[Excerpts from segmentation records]
▼

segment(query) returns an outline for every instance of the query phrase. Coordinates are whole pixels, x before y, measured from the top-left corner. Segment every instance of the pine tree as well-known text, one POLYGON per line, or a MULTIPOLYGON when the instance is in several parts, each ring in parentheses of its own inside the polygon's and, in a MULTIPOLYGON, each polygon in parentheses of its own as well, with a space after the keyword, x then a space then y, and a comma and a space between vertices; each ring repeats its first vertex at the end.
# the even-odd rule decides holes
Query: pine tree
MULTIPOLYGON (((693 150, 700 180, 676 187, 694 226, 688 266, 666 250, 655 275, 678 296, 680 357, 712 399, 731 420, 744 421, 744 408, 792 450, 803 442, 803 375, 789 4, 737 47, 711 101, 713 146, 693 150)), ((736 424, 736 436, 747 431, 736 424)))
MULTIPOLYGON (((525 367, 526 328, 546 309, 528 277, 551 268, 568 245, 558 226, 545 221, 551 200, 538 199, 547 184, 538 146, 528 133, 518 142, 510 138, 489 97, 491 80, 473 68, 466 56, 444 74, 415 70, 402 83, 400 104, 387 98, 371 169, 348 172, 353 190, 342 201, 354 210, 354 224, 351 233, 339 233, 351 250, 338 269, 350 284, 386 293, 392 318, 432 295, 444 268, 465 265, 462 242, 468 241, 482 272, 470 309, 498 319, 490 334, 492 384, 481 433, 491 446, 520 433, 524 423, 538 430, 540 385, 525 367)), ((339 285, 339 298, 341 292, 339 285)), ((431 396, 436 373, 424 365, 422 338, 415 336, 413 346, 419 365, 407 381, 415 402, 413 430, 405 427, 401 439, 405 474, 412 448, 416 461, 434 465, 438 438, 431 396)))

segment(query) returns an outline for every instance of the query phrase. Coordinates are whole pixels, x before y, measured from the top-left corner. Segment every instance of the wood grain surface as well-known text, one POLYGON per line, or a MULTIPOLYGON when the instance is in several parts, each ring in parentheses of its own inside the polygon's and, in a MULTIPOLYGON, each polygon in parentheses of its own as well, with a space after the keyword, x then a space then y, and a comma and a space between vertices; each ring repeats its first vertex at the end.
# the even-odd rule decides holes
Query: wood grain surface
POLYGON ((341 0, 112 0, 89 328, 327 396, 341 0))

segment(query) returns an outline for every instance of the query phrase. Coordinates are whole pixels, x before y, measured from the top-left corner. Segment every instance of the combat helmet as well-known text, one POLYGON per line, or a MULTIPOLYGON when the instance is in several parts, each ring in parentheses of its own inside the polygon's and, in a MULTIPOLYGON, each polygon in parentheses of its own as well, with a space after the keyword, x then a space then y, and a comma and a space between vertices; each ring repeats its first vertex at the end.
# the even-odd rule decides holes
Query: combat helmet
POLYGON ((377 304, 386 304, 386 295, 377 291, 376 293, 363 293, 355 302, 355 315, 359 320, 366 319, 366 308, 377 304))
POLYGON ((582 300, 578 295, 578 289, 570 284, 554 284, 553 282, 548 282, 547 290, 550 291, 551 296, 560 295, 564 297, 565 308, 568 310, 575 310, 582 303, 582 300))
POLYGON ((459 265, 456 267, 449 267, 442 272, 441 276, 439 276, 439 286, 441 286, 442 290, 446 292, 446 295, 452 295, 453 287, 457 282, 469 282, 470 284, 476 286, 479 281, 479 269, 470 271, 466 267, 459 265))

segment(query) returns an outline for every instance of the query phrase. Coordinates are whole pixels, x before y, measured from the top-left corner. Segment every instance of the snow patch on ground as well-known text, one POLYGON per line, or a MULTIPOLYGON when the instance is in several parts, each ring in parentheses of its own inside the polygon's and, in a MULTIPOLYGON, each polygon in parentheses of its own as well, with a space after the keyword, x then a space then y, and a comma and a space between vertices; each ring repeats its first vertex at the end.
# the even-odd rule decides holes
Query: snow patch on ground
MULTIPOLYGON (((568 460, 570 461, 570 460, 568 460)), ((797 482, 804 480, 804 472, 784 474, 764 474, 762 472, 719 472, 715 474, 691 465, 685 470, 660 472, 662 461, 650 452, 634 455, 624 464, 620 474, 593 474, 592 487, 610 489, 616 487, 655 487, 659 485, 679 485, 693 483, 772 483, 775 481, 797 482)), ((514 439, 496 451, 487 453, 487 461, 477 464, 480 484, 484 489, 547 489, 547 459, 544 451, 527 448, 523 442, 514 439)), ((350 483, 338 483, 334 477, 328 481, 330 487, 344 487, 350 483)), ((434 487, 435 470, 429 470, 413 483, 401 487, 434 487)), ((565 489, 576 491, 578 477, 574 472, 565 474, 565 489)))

▲

■ Challenge ■
Add 100 to every coordinate in the polygon outlines of the records, from their first line through the line containing "MULTIPOLYGON (((693 150, 700", and give that whole stretch again, including the lines that hold no coordinates.

■ Answer to this exercise ■
segment(query) returns an outline for every instance of the query phrase. Coordinates are whole pixels, x before y, measured from the top-left corner. Segment every instance of the pine tree as well-known text, one POLYGON per line, or a MULTIPOLYGON when the instance is in several parts, each ring in parentheses of its own inside the polygon's and, in a MULTIPOLYGON, each polygon in parentheses of its own as well, with a space after the keyword, x then a space then y, and a comma and a space between vertices; each ring repeats its first vertex at the end.
# the even-odd rule decides holes
Query: pine tree
MULTIPOLYGON (((793 250, 800 280, 776 287, 794 326, 788 366, 766 350, 755 375, 778 396, 780 457, 812 499, 831 520, 844 521, 844 508, 892 550, 903 542, 903 475, 889 104, 837 147, 811 201, 813 246, 793 250)), ((836 524, 836 536, 847 531, 836 524)))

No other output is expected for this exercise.